**TEXT SEGMENT**
============================================================
Hopf bifurcation
In the mathematics of dynamical systems and differential equations, a Hopf bifurcation is said to occur when varying a parameter of the system causes the set of solutions (trajectories) to change from being attracted to (or repelled by) a fixed point, and instead become attracted to (or repelled by) an oscillatory, periodic solution. The Hopf bifurcation is a two-dimensional analog of the pitchfork bifurcation.
Many different kinds of systems exhibit Hopf bifurcations, from radio oscillators to railroad bogies. Trailers towed behind automobiles become infamously unstable if loaded incorrectly, or if designed with the wrong geometry. This offers a gut-sense intuitive example of a Hopf bifurcation in the ordinary world, where stable motion becomes unstable and oscillatory as a parameter is varied.
The general theory of how the solution sets of dynamical systems change in response to changes of parameters is called bifurcation theory; the term bifurcation arises, as the set of solutions typically split into several classes. Stability theory pursues the general theory of stability in mechanical, electronic and biological systems.
The conventional approach to locating Hopf bifurcations is to work with the Jacobian matrix associated with the system of differential equations. When this matrix has a pair of complex-conjugate eigenvalues that cross the imaginary axis as a parameter is varied, that point is the bifurcation. That crossing is associated with a stable fixed point "bifurcating" into a limit cycle.
A Hopf bifurcation is also known as a Poincaré–Andronov–Hopf bifurcation, named after Henri Poincaré, Aleksandr Andronov and Eberhard Hopf.
============================================================
**YOUR INSTRUCTIONS**
Copy the Hopf bifurcation text from "The general theory of how" to "and Eberhard Hopf.", renaming "limit cycle" as "periodic orbit".
============================================================
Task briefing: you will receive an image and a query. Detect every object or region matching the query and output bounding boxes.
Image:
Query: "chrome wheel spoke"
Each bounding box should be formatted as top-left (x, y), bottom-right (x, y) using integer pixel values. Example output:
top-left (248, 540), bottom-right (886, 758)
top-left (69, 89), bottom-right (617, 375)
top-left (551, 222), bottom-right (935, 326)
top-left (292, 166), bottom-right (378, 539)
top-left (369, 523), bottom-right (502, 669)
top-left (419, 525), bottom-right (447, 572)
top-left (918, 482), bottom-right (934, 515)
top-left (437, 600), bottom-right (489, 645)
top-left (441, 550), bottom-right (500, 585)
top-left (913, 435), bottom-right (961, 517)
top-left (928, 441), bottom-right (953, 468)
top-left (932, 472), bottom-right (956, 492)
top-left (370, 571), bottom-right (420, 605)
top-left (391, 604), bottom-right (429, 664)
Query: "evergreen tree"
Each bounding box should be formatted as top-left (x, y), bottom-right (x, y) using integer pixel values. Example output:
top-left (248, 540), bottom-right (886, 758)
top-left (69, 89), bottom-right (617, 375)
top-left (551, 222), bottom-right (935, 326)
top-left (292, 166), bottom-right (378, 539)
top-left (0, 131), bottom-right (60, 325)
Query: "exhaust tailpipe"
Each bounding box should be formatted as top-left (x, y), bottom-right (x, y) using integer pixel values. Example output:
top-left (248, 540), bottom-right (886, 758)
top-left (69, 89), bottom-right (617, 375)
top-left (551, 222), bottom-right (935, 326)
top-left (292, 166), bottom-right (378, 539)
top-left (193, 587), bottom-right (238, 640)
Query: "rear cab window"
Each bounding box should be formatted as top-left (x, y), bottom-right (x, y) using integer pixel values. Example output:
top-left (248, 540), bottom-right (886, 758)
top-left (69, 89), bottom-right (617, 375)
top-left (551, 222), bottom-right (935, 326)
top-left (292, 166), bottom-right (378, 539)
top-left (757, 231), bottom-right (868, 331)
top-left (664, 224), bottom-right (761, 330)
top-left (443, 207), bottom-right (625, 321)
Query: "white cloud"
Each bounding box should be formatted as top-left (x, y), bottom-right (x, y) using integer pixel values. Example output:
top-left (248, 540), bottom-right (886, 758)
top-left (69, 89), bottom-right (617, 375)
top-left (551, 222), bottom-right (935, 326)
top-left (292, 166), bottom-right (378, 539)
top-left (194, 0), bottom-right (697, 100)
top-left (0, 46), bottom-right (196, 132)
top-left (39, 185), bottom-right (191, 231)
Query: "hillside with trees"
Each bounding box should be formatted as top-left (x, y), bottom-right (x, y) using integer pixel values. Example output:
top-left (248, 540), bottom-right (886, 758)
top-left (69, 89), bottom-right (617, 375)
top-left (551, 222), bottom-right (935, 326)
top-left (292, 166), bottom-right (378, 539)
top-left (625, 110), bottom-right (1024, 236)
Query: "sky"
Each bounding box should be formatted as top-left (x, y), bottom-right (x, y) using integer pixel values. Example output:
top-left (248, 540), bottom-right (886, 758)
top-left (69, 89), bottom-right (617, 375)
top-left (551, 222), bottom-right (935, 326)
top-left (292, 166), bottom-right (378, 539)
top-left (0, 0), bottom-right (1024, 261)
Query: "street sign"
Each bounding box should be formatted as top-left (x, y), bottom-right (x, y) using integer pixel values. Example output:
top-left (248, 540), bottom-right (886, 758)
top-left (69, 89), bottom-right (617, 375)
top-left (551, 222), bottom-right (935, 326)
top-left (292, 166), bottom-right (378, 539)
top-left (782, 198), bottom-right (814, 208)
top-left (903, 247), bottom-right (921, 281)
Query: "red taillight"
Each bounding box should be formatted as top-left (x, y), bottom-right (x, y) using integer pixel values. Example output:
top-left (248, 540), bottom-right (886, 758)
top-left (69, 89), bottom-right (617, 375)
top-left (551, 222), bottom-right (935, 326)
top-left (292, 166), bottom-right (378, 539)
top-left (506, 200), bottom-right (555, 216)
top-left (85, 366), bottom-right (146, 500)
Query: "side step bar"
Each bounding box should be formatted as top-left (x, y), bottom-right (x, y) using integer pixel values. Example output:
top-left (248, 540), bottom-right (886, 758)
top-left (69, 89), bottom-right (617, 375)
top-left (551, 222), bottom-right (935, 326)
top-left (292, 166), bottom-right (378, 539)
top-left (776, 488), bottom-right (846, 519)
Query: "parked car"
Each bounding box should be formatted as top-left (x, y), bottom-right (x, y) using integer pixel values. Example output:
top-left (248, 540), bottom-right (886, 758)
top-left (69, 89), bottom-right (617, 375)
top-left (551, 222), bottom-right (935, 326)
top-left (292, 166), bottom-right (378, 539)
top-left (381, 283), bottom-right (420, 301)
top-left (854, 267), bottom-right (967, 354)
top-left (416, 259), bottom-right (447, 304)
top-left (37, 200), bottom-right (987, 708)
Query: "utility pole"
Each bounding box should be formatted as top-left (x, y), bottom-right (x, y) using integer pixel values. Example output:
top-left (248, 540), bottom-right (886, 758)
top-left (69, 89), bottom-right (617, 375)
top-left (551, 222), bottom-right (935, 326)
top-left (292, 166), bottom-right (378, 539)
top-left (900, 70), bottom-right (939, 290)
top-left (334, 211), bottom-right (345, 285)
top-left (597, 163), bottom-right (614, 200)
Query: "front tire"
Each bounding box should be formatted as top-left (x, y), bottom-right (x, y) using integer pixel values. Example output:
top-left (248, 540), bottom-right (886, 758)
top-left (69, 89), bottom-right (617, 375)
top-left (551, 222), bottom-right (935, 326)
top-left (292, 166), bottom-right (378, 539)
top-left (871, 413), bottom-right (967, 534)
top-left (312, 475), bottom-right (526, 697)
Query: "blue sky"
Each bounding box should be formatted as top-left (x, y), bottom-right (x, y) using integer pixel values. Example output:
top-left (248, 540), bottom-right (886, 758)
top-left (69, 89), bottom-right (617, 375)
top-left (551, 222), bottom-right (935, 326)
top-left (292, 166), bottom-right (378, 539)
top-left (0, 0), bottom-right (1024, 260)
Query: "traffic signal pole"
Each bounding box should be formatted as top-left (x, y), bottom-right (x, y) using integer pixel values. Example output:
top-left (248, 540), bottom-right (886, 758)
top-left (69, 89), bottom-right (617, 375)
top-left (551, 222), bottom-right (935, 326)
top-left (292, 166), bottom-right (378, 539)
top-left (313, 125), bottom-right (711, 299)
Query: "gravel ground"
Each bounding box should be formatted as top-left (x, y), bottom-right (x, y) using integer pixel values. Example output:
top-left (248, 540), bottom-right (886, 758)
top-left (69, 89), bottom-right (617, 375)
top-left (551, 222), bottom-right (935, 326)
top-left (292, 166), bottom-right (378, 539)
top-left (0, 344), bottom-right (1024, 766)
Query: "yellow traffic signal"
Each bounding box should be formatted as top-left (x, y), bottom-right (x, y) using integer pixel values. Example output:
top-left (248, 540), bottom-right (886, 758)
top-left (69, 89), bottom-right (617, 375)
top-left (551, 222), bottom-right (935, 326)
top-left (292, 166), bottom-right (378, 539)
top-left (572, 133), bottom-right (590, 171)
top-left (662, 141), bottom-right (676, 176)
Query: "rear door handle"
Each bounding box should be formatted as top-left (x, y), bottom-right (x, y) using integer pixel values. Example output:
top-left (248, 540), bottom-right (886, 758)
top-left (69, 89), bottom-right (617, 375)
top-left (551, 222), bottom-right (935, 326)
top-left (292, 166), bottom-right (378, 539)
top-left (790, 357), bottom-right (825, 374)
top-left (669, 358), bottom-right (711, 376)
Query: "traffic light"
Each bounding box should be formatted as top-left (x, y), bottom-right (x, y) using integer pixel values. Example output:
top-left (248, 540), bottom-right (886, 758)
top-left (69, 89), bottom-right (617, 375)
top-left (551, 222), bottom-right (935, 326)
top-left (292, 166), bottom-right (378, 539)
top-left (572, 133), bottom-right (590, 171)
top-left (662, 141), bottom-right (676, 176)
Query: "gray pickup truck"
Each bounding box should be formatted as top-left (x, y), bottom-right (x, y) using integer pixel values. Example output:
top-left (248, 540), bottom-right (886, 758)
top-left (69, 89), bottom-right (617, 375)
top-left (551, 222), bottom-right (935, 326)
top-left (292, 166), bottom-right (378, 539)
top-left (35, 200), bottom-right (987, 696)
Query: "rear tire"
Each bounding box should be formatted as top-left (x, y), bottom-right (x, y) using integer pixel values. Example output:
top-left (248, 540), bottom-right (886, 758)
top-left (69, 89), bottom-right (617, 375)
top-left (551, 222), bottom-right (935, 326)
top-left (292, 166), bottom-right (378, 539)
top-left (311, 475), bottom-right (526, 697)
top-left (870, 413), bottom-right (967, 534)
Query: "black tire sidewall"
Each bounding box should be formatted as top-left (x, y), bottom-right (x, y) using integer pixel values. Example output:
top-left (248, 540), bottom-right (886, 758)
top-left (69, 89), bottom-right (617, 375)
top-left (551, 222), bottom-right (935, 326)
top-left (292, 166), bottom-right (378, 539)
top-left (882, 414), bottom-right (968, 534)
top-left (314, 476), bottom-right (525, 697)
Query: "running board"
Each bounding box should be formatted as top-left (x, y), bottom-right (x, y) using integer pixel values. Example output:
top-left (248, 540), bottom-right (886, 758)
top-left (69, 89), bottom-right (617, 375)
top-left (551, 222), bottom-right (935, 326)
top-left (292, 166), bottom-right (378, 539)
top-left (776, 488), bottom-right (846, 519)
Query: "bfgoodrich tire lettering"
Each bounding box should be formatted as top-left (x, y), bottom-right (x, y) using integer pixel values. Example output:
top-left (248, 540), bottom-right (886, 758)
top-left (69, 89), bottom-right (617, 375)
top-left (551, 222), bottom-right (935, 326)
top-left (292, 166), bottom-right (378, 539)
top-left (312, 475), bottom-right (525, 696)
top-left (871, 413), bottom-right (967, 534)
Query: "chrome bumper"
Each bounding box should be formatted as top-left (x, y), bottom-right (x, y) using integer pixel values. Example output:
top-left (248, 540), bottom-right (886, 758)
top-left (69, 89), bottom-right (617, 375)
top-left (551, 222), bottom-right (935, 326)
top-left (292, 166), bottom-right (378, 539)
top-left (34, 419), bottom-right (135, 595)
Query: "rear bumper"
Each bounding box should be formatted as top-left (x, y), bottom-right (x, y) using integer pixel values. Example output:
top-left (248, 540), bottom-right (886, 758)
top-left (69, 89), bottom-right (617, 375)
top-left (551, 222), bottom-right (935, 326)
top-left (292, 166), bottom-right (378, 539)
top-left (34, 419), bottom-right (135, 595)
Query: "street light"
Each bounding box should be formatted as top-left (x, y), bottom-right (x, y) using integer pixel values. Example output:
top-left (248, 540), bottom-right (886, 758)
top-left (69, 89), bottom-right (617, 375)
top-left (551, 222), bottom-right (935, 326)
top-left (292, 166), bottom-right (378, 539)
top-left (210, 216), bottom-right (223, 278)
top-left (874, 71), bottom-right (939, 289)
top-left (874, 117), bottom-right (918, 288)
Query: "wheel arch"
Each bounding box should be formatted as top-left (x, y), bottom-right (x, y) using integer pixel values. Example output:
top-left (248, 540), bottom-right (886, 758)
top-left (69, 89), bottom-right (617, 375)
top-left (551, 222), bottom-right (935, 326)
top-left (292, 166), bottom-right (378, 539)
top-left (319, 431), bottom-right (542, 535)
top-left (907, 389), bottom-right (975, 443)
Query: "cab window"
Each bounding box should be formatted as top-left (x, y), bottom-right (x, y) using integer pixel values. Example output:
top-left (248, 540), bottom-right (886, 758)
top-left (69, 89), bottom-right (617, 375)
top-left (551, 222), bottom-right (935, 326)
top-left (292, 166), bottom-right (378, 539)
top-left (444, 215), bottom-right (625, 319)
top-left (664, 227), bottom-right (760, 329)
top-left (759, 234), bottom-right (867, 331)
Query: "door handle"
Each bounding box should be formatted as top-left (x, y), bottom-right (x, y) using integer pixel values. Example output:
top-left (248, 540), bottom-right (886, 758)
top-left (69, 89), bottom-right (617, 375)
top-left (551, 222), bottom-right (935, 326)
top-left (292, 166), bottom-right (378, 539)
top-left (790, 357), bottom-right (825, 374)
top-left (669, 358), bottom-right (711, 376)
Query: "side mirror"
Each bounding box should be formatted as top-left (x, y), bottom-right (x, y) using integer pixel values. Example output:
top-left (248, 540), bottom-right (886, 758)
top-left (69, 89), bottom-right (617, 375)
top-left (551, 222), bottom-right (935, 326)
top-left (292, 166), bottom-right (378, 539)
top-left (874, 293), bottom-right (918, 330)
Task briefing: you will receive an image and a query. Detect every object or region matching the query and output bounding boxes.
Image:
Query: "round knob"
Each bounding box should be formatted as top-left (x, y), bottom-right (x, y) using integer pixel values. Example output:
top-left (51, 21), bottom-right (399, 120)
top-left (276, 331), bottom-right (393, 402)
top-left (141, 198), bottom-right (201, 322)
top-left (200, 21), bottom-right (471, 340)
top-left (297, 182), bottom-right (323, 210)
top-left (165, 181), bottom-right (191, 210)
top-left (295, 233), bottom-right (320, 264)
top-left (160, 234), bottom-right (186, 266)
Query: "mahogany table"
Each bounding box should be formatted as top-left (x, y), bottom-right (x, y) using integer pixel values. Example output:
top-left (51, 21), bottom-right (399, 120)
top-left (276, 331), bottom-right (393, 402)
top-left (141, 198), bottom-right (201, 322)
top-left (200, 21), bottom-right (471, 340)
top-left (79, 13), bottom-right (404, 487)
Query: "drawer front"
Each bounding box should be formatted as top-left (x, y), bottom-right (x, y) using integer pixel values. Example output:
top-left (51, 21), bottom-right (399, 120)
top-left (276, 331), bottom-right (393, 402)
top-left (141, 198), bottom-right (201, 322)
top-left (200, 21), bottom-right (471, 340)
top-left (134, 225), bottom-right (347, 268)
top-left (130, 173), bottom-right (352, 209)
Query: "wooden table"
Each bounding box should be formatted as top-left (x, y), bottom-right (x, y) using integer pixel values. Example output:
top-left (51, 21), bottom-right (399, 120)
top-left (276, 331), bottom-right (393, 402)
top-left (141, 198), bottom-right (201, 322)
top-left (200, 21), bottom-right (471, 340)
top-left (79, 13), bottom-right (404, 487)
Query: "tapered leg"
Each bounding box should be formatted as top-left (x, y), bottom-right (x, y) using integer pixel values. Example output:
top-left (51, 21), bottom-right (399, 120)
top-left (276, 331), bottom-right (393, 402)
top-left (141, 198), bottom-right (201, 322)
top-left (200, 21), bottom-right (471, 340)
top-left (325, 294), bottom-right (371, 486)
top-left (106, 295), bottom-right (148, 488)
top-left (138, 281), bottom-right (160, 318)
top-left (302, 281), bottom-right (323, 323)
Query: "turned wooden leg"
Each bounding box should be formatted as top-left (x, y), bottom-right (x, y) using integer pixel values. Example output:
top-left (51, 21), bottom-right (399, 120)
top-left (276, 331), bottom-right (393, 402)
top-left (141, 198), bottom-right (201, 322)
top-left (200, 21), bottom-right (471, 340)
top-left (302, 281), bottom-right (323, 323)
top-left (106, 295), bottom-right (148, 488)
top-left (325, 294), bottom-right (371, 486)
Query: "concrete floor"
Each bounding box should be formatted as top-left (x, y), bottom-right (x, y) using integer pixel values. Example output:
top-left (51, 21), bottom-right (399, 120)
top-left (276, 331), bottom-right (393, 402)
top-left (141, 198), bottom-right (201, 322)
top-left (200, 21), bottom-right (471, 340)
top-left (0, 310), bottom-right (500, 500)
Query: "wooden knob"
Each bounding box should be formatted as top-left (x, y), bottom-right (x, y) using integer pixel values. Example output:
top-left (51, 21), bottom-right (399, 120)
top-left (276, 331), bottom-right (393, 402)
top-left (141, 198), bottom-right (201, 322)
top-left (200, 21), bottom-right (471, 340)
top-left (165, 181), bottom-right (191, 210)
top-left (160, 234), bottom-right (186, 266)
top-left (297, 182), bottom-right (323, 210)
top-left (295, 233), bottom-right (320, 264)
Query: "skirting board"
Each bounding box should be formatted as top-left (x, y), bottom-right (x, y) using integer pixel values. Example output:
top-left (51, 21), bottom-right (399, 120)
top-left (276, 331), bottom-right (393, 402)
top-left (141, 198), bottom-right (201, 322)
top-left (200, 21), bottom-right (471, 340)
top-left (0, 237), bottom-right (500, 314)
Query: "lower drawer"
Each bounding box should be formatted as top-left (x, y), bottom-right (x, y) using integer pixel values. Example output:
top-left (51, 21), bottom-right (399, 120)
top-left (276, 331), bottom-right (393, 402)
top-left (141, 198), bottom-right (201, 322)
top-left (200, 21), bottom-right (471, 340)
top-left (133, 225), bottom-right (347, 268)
============================================================
**YOUR SOLUTION**
The general theory of how the solution sets of dynamical systems change in response to changes of parameters is called bifurcation theory; the term bifurcation arises, as the set of solutions typically split into several classes. Stability theory pursues the general theory of stability in mechanical, electronic and biological systems.
The conventional approach to locating Hopf bifurcations is to work with the Jacobian matrix associated with the system of differential equations. When this matrix has a pair of complex-conjugate eigenvalues that cross the imaginary axis as a parameter is varied, that point is the bifurcation. That crossing is associated with a stable fixed point "bifurcating" into a periodic orbit.
A Hopf bifurcation is also known as a Poincaré–Andronov–Hopf bifurcation, named after Henri Poincaré, Aleksandr Andronov and Eberhard Hopf.